_ZU BEARBEITENDE AUFGABEN_
[a] Schreiben Sie aus dem Lesetext über den CSD den Abschnitt zwischen „CSD: Die Fiktion“ und „Ausgrenzung, Diskriminierung, schlimmstenfalls Verfolgung.“ wortgetreu nieder, beide Stellen eingeschlossen.
[b] Setzen Sie den Lesetext über den CSD im Anschluss an seinen letzten Satz fort.

Thomas Rietzschel / 23.07.2018 / 14:30 / 14 / Seite ausdrucken

CSD: Die Fiktion einer Sonderstellung in der bürgerlichen Gesellschaft

Ich bin nicht schwul – und das ist auch gut so. Genauso wie es gut ist, dass sich andere Männer in Männer, Frauen in Frauen verlieben. Gleich, mit welchem Geschlecht sie oder er sexuell verkehren, sie verhalten sich ihrer Veranlagung gemäß: normal. Dies anzuerkennen ist ein moralisches Gebot, das die bürgerliche Gesellschaft lange nicht respektierte. Homosexuelle waren gezwungen, ihre Identität zu verleugnen, nicht selten sogar vor sich selbst. Gaben sie sich zu erkennen, drohten ihnen Ausgrenzung, Diskriminierung, schlimmstenfalls Verfolgung. 

Ebenso wahr ist jedoch, dass davon schon länger keine Rede mehr sein kann, nicht hierzulande und nicht, solange wir die Freiheiten westlicher Zivilisation genießen. Das gesellschaftliche Bewusstsein hat sich gewandelt. An den Stammtischen werden über Lesben und Schwule nicht mehr zotige Witze gerissen als über die Heteros. Dumpfbacken, die sich daran aufgeilen, wird es immer geben. Die „Ehe für alle“ ist gleichwohl gesetzlich verbrieft.

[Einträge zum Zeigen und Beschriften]
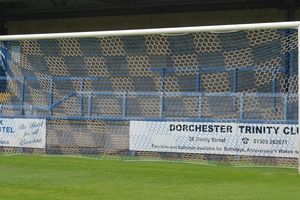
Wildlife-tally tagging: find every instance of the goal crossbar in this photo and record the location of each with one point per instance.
(136, 32)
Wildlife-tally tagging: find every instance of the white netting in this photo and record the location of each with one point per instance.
(91, 89)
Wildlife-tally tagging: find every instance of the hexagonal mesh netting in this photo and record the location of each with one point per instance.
(207, 96)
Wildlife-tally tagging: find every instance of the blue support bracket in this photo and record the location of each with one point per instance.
(124, 105)
(81, 98)
(51, 95)
(90, 104)
(22, 95)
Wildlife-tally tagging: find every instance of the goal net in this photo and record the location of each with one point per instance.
(209, 94)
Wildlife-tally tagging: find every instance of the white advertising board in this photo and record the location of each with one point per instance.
(272, 140)
(17, 132)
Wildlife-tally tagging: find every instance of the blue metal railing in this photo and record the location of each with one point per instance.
(88, 104)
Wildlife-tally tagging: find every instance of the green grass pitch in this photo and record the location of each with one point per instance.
(30, 177)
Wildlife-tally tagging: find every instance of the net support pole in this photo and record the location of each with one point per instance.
(298, 96)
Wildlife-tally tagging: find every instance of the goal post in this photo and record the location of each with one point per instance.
(224, 93)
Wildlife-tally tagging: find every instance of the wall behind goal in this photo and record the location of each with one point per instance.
(149, 21)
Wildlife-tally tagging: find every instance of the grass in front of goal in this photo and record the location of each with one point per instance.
(30, 177)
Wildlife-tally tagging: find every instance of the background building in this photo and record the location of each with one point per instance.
(37, 16)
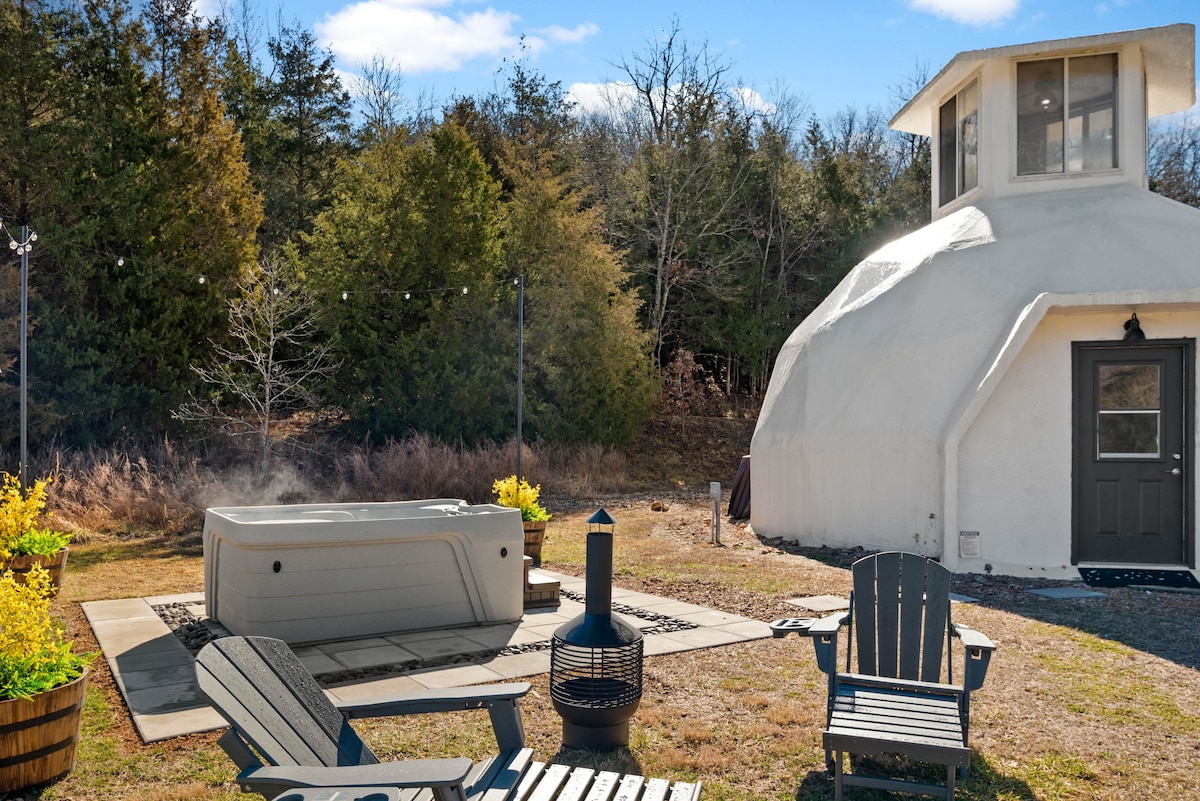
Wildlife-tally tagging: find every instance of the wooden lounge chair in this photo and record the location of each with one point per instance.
(897, 702)
(280, 716)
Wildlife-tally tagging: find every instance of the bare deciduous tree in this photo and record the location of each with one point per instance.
(268, 371)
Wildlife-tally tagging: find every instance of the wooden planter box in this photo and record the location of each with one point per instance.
(535, 534)
(54, 566)
(40, 735)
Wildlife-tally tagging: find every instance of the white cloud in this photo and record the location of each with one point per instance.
(423, 36)
(569, 35)
(969, 12)
(600, 97)
(415, 36)
(621, 97)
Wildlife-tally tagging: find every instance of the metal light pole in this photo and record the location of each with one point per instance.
(23, 247)
(520, 282)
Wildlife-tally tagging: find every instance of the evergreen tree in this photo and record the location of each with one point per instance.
(307, 132)
(414, 226)
(588, 366)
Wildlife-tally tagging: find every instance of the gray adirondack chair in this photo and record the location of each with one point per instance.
(903, 698)
(280, 716)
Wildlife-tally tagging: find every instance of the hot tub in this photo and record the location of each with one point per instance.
(315, 572)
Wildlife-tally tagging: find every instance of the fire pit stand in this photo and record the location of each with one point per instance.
(595, 660)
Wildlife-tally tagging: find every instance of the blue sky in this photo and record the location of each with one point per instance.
(829, 53)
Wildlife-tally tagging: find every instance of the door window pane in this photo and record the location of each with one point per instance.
(1128, 415)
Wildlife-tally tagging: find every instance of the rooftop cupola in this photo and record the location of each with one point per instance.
(1051, 115)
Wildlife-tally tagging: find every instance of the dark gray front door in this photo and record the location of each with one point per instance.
(1132, 501)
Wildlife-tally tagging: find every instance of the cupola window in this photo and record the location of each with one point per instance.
(1066, 115)
(959, 143)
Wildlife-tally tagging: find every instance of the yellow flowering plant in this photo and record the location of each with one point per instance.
(34, 654)
(519, 494)
(19, 513)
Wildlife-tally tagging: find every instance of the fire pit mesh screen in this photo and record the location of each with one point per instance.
(595, 678)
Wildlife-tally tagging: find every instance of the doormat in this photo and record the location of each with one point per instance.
(1126, 576)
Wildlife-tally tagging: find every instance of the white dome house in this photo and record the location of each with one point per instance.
(1013, 387)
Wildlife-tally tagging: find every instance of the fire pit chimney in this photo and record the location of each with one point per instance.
(595, 660)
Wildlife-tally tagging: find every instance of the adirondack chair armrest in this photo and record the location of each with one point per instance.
(271, 781)
(825, 640)
(238, 750)
(978, 649)
(499, 700)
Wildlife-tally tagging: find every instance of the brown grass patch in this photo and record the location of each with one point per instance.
(1085, 700)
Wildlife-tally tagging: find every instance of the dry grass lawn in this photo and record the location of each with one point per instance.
(1085, 699)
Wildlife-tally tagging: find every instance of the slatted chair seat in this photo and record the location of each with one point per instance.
(897, 702)
(280, 716)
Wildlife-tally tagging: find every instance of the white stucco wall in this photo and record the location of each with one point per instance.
(1014, 462)
(922, 349)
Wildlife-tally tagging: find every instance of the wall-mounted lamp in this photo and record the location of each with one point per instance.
(1133, 330)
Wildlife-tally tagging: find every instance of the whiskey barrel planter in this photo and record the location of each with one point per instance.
(39, 735)
(54, 566)
(535, 534)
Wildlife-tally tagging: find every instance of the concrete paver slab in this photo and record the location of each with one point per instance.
(436, 649)
(121, 609)
(155, 672)
(371, 657)
(1067, 592)
(163, 726)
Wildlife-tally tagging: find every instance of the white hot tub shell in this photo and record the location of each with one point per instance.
(313, 572)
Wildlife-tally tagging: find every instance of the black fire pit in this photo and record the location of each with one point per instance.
(595, 660)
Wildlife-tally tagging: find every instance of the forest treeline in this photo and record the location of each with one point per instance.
(227, 232)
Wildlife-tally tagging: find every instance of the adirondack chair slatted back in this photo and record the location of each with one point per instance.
(900, 613)
(271, 700)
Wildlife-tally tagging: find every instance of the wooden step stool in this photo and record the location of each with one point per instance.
(539, 590)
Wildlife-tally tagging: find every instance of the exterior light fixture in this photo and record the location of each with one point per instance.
(1133, 330)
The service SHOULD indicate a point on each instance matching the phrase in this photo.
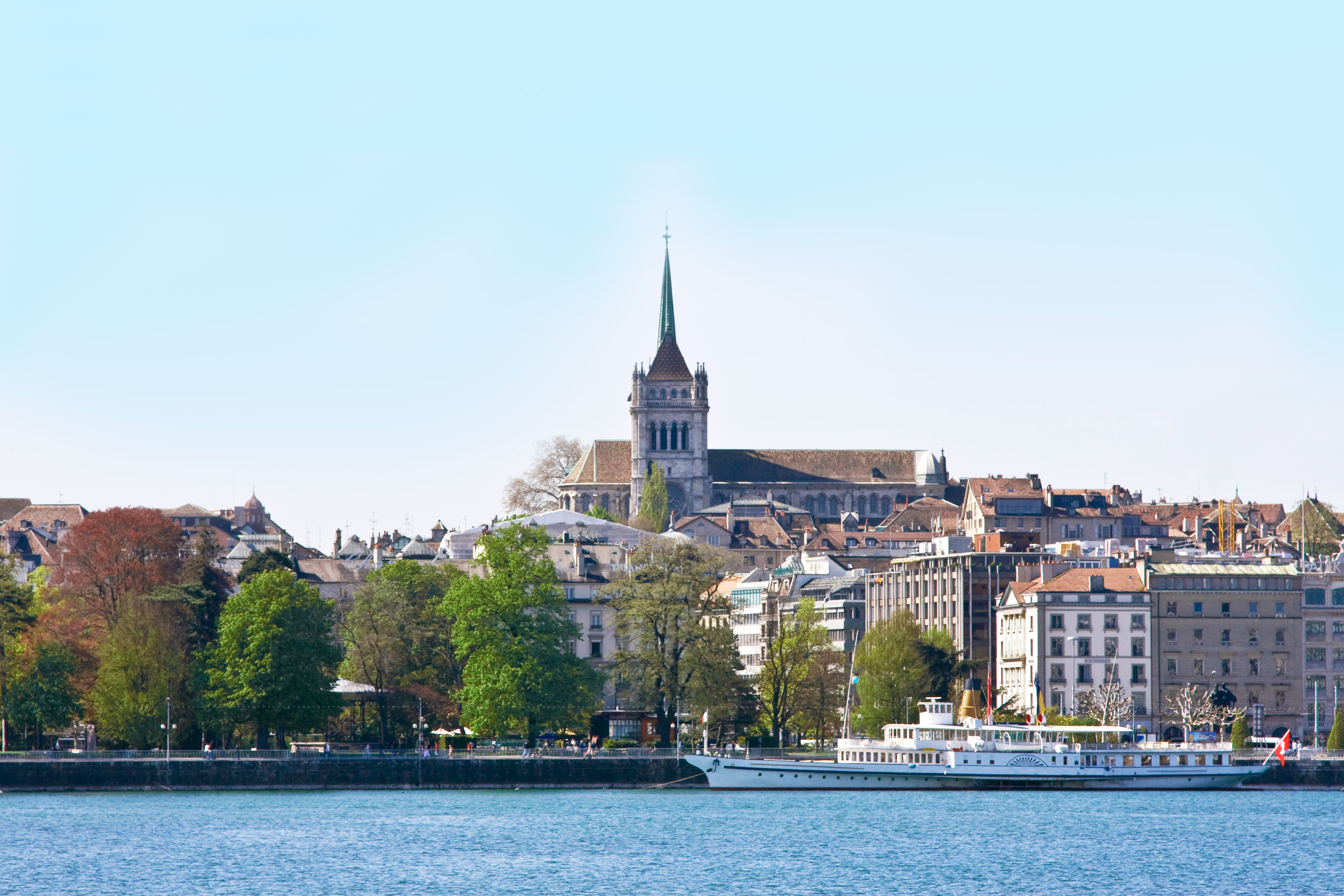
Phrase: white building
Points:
(1062, 632)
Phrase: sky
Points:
(363, 257)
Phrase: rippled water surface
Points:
(655, 841)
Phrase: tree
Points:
(119, 554)
(17, 616)
(265, 562)
(1241, 731)
(787, 661)
(662, 610)
(43, 695)
(511, 626)
(1316, 527)
(395, 637)
(822, 695)
(1191, 708)
(947, 671)
(539, 488)
(891, 672)
(202, 588)
(143, 663)
(654, 502)
(275, 661)
(1108, 703)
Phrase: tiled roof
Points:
(668, 363)
(43, 515)
(604, 462)
(1080, 581)
(790, 465)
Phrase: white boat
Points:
(939, 753)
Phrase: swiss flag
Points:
(1283, 747)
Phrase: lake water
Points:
(664, 841)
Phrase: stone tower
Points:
(670, 414)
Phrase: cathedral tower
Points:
(670, 412)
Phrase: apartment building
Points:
(1062, 632)
(1222, 622)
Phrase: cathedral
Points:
(670, 426)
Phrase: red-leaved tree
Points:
(119, 554)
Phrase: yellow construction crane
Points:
(1228, 524)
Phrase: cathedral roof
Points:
(668, 363)
(605, 461)
(788, 465)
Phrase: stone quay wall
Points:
(346, 774)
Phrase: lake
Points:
(666, 841)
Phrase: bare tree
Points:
(1191, 708)
(1108, 704)
(539, 488)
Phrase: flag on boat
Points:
(1283, 747)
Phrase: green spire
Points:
(667, 323)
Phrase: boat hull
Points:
(764, 774)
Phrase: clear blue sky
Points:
(363, 256)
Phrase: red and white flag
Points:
(1283, 747)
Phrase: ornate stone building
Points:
(670, 426)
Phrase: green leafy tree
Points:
(275, 661)
(43, 694)
(1337, 739)
(785, 664)
(513, 628)
(661, 612)
(1241, 731)
(265, 562)
(397, 639)
(142, 664)
(654, 502)
(890, 664)
(18, 613)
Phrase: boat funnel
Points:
(971, 707)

_ANTWORTEN IM ÜBERBLICK_
[a]
CSD: Die Fiktion einer Sonderstellung in der bürgerlichen Gesellschaft

Ich bin nicht schwul – und das ist auch gut so. Genauso wie es gut ist, dass sich andere Männer in Männer, Frauen in Frauen verlieben. Gleich, mit welchem Geschlecht sie oder er sexuell verkehren, sie verhalten sich ihrer Veranlagung gemäß: normal. Dies anzuerkennen ist ein moralisches Gebot, das die bürgerliche Gesellschaft lange nicht respektierte. Homosexuelle waren gezwungen, ihre Identität zu verleugnen, nicht selten sogar vor sich selbst. Gaben sie sich zu erkennen, drohten ihnen Ausgrenzung, Diskriminierung, schlimmstenfalls Verfolgung.

[b]
Die Homosexuellen sind in der Mitte der Gesellschaft angekommen. Passend zu ihrem diesjährigen Christopher Street Day (CSD) startete die Warsteiner Brauerei eine „Out-of-Home-Kampagne“ für „Toleranz und Offenheit“. Auf City Light Postern und Mega-Light Selects erscheint die Warsteiner Tulpe in Regenbogenfarben. 

Um welche „Rechte von Schwulen und Lesben“ sollte es da beim CSD am vergangenen Samstag in Berlin noch gehen? Freibier für alle? War der politische Anspruch nur vorgeschoben? Wurde das Spektakel um seiner selbst willen inszeniert? Versammelten sich die Demonstranten zur Parade, weil sie sich nicht damit abfinden wollen, als so normal angesehen zu werden, wie sie es von Natur aus sind? Packte sie die Nostalgie? Marschierten sie auf, um der Öffentlichkeit noch einmal das Interesse abzunötigen, auf das sie zählen konnten, solange man ihnen Unzucht und Lasterhaftigkeit unterstellte?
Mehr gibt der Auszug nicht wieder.